▶ _Provided passage_:
▽
A lot of the political leaders left, so obviously he was left at the mercy of the Lagos press, the Lagos NGOs, civil society organizations, non political handlers and they wrote his speeches; they became militant. Some of those who did not like the election and who opposed us in the campaign, they found the good opportunity to be relevant and Abiola being a very generous person, that was what attracted a number of people to him but the point I can make as the manager of the campaign was that the politically sophisticated elite who could have managed the political struggle of that time had left to join government and so he was virtually left alone.

The struggle was hijacked, as you used the word correctly, by non political forces. They had good intentions, they were sympathetic, they were national and patriotic but they were not political elite and so the rules of political contacts were alien to them. Most of the rules available to those who were left with Chief MKO Abiola were union politics, agitation, militancy, short term application and the national direction was actually lost and some of the militant elements among the South West also found relevance in the MKO campaign and then they started using the language of attack and condemnation on other leaders of various parts of the country and those leaders felt uncomfortable being attacked after they had brought the victory.

So they began to withdraw in the interest of their reputation, integrity because there were young elements in the Abiola compound and they were physically attacking people and calling them traitors; something that MKO Abiola would never have done. So that was why it shrank to a level where obviously those of us who knew how popular Bashorun was were not happy about it.

President Jonathan’s campaign team seems to have an overwhelming popularity at the national level in a disturbing language that suggests that may be we are in a wrong place because we are from certain part of the country. For you who have the benefit of this kind of situation in the past, what are you doing to calm down this language that supporters from the South South seem to be championing?

Well, yes you have observed quite correctly that one language is really a bit harsh or being direct but I don’t think it is the language of attack. It’s simply a language that says look other people went ‘through this road, why are you complaining when our son is going this road?

Yes, it is a simple question, is it because he’s from where we come from and so many questions like that but I want you to note that in the last two to three months, that language has completely subsided and I don’t think that the kind of language that shrank the Abiola popularity is anywhere near the Goodluck campaign at all.

If there is anything, the Goodluck campaign is becoming wider in terms of popularity, goodwill and acceptability with elements and elite all over the country. If you look at the Eagle Square and the elite who were there and the leaders, there were more Northern political leaders at the Goodluck campaign. There were no such leaders at any other person’s outing. At least we have had some two or three outings to compare. He gathered more political leaders from the North than any other person which actually in my
view gives the impression that really there is no truth in the claim that he is not a popular ticket in the North.

He is a popular ticket in the North and it is a popular ticket all over the country and the element that are uncomfortable with him are very few. As I have said severally Jonathan is popular across the country and I gave reasons. President Goodluck is just barely four months and he has not accumulated
any debris or any dirt to count against him. If you want to attack Goodluck, you look at the record, it is not long enough to attack him and he has not done anything abrasive.

He is a very cautious and careful person, so he has not done anything wrong and he has not used any rough language and has not done anything out of the ordinary to generate resentment. So he is relatively a very clean president. How do you attack such a person? He looks absolutely clean and if you look at leaders like that all over the world, such leaders attract support, get the benefit of the doubt and Goodluck is in the hey days of his honeymoon and you can never defeat a candidate like that.
△
▶ _Dataset rows_:
▽
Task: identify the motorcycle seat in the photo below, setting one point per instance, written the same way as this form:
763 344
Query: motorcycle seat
△
▽
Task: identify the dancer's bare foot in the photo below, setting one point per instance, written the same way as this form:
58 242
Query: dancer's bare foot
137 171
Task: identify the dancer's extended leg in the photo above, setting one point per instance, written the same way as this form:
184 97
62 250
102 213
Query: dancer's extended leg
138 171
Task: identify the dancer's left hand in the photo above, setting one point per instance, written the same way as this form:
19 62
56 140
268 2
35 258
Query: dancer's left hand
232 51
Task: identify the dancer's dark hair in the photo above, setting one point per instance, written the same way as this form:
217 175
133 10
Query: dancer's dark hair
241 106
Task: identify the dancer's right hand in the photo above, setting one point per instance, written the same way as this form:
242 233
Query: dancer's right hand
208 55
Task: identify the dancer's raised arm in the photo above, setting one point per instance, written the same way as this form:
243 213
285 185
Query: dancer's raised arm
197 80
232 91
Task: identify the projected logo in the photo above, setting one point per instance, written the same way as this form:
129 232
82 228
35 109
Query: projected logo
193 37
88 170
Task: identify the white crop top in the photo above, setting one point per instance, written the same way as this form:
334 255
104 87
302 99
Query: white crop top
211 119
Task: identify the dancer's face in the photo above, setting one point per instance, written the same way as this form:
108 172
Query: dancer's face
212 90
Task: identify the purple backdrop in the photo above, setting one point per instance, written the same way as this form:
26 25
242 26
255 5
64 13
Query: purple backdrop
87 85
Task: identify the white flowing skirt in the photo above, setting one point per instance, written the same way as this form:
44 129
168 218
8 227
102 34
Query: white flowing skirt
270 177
△
▽
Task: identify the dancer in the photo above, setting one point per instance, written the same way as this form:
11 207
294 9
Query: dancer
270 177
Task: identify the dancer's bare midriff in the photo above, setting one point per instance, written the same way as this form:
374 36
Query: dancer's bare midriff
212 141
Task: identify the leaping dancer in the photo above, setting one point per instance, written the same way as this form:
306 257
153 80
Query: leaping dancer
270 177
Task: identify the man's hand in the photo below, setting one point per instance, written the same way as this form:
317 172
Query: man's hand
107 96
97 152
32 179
△
▶ _Exercise brief_: Summarize the interview excerpt about the Abiola and Jonathan campaigns in two sentences.

▶ _Task response_: The speaker says Abiola's struggle shrank because the political elite left to join government, leaving non-political, militant handlers whose attacks on other leaders drove those leaders away. By contrast, the speaker argues that the harsh language from Jonathan's supporters has subsided, and that Jonathan is popular across the country and very hard to defeat because he drew more Northern political leaders than any other candidate and has a short, clean record.